== WHAT THIS TASK INVOLVES ==
Lines before the one containing "Annotation task — pin every instance of the man's" are left out; return that line and all lines after it, exactly, through the end of the records below.

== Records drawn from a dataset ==
···
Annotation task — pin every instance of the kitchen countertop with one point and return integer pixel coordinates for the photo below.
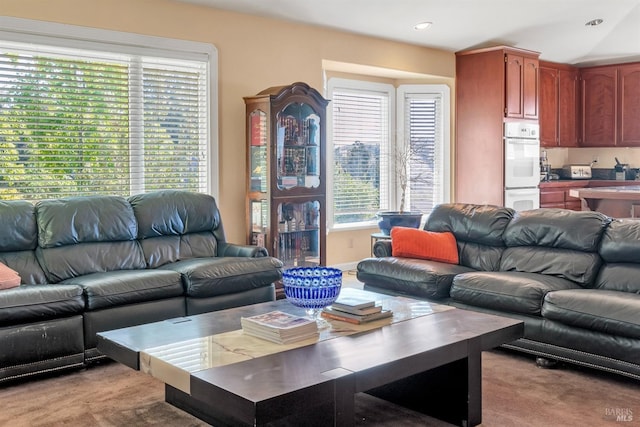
(586, 183)
(616, 202)
(631, 192)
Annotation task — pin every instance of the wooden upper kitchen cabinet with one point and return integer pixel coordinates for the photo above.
(521, 86)
(559, 100)
(599, 103)
(492, 85)
(629, 105)
(611, 106)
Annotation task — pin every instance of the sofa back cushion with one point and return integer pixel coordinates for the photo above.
(556, 242)
(19, 239)
(478, 231)
(620, 251)
(176, 225)
(84, 235)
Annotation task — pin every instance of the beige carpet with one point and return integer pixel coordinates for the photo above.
(516, 393)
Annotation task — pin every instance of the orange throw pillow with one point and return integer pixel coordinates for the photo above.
(415, 243)
(8, 278)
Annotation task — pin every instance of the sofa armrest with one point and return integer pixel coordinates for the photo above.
(382, 248)
(251, 251)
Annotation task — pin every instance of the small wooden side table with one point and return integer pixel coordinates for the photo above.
(378, 236)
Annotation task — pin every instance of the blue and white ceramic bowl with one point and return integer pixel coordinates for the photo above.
(312, 287)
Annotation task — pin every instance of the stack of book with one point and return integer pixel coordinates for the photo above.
(355, 309)
(279, 327)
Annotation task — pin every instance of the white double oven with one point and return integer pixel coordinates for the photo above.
(521, 165)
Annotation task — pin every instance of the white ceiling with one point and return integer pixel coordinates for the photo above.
(556, 28)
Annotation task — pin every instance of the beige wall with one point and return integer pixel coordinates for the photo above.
(254, 54)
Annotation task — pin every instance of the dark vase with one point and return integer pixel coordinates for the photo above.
(390, 219)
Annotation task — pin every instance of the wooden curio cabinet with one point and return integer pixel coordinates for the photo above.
(286, 185)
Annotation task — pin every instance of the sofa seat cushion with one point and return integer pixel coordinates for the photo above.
(207, 277)
(419, 277)
(123, 287)
(30, 303)
(609, 312)
(514, 292)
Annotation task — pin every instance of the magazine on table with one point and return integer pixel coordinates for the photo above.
(279, 326)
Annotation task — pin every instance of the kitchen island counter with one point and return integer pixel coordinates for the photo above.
(616, 202)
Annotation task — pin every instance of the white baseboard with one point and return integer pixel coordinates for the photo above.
(347, 266)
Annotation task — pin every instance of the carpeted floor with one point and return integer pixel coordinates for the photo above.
(515, 393)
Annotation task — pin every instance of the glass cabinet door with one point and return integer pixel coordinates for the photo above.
(297, 147)
(299, 233)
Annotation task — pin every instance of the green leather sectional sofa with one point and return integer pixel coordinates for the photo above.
(95, 263)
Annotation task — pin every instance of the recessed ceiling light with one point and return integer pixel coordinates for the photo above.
(422, 26)
(594, 22)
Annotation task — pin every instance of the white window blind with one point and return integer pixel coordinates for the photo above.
(421, 124)
(360, 135)
(367, 148)
(77, 122)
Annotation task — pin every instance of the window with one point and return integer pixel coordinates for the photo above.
(83, 118)
(368, 149)
(423, 135)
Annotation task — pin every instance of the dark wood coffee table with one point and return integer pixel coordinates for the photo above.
(427, 358)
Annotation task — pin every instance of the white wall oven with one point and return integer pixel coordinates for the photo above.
(521, 165)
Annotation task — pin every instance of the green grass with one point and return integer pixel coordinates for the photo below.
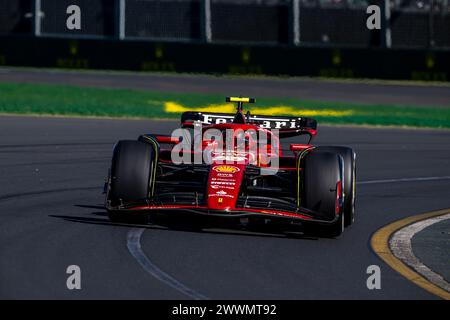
(79, 101)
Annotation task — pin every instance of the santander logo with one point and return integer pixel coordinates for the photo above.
(226, 169)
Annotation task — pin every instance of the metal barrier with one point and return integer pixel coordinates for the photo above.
(405, 23)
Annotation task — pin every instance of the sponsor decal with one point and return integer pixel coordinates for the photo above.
(223, 183)
(222, 187)
(224, 175)
(226, 168)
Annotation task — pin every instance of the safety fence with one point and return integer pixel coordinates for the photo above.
(328, 23)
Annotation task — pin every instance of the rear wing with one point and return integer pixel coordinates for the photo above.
(288, 126)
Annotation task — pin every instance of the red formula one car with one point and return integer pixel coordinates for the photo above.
(232, 168)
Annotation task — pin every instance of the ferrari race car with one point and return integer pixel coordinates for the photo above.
(232, 168)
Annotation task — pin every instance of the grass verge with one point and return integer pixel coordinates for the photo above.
(100, 102)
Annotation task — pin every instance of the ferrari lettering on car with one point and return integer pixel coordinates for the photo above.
(233, 167)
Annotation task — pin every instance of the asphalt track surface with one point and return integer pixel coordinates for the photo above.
(299, 88)
(51, 216)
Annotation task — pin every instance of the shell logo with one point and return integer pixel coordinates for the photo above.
(226, 168)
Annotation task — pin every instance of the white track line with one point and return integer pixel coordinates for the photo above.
(134, 246)
(401, 247)
(404, 180)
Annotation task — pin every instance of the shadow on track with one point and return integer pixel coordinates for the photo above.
(178, 226)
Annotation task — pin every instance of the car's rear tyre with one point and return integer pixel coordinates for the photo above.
(349, 157)
(129, 179)
(322, 171)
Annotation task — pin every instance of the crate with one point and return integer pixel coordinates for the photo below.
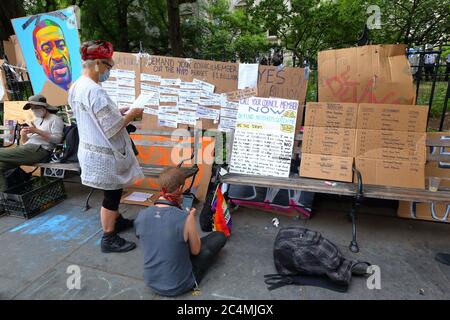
(33, 197)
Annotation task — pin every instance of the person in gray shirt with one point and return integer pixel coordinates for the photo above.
(175, 257)
(37, 138)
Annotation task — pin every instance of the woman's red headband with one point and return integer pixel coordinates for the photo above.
(99, 50)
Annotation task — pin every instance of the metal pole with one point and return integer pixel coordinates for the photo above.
(433, 86)
(419, 74)
(444, 110)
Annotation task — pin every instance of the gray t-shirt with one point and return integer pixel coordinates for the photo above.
(167, 263)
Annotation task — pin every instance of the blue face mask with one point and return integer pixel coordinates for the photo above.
(103, 76)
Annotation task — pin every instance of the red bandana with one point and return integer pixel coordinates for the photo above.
(103, 50)
(174, 196)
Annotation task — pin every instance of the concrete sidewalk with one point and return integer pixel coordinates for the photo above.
(36, 253)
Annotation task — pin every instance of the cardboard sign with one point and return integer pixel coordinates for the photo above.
(392, 173)
(326, 167)
(373, 74)
(329, 141)
(286, 83)
(391, 145)
(436, 212)
(392, 117)
(223, 75)
(51, 48)
(331, 114)
(242, 94)
(264, 137)
(164, 156)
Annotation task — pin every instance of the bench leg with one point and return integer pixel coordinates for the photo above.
(86, 205)
(354, 244)
(356, 202)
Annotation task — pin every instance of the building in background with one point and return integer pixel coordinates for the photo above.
(195, 9)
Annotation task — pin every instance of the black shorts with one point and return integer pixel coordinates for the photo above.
(111, 199)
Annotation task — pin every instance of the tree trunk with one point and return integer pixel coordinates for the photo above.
(173, 13)
(122, 16)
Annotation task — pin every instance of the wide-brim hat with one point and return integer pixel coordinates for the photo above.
(38, 100)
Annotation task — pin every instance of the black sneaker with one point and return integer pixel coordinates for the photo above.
(123, 224)
(114, 243)
(443, 258)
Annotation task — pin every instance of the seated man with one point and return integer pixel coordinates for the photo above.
(175, 258)
(37, 139)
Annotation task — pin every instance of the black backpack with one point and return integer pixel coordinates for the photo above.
(305, 257)
(70, 144)
(15, 177)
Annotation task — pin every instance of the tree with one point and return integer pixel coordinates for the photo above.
(307, 26)
(416, 22)
(173, 13)
(222, 34)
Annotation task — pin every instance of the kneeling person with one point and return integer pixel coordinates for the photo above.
(175, 257)
(37, 139)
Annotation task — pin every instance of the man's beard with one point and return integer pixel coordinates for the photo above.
(60, 73)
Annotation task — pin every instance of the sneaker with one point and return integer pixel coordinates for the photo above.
(443, 258)
(114, 243)
(123, 224)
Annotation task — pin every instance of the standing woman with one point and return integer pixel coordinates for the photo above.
(105, 153)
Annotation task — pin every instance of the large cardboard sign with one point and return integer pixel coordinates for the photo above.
(163, 156)
(264, 137)
(286, 83)
(223, 75)
(123, 84)
(51, 48)
(373, 74)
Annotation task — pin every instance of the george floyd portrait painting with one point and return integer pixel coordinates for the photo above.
(51, 47)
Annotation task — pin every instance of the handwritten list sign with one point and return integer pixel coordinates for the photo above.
···
== SOLUTION ==
Annotation task — pin every instance of the man's beard with one point and return integer pixel coordinates for the photo above.
(60, 73)
Annotation task — pin every instance of the sneaker with one point and return integer pixel coordinates for the photo above.
(443, 258)
(114, 243)
(123, 224)
Annotation task — pin every instance of the standing woman with one point and return integer pixel coordinates for the photo above.
(105, 153)
Annotation task — pin every instance of the large cardboard sign with one point and return integer pixel coordinates for the photo above.
(163, 156)
(264, 137)
(286, 83)
(223, 75)
(123, 84)
(51, 48)
(373, 74)
Annotation task — pin every instance of the george floyd portrait painting with one point and return integer pixel coordinates for the photo above.
(51, 47)
Annotation task — pin every instance of the handwritten list sign with one point and return integer pixel coordinates for the photo above.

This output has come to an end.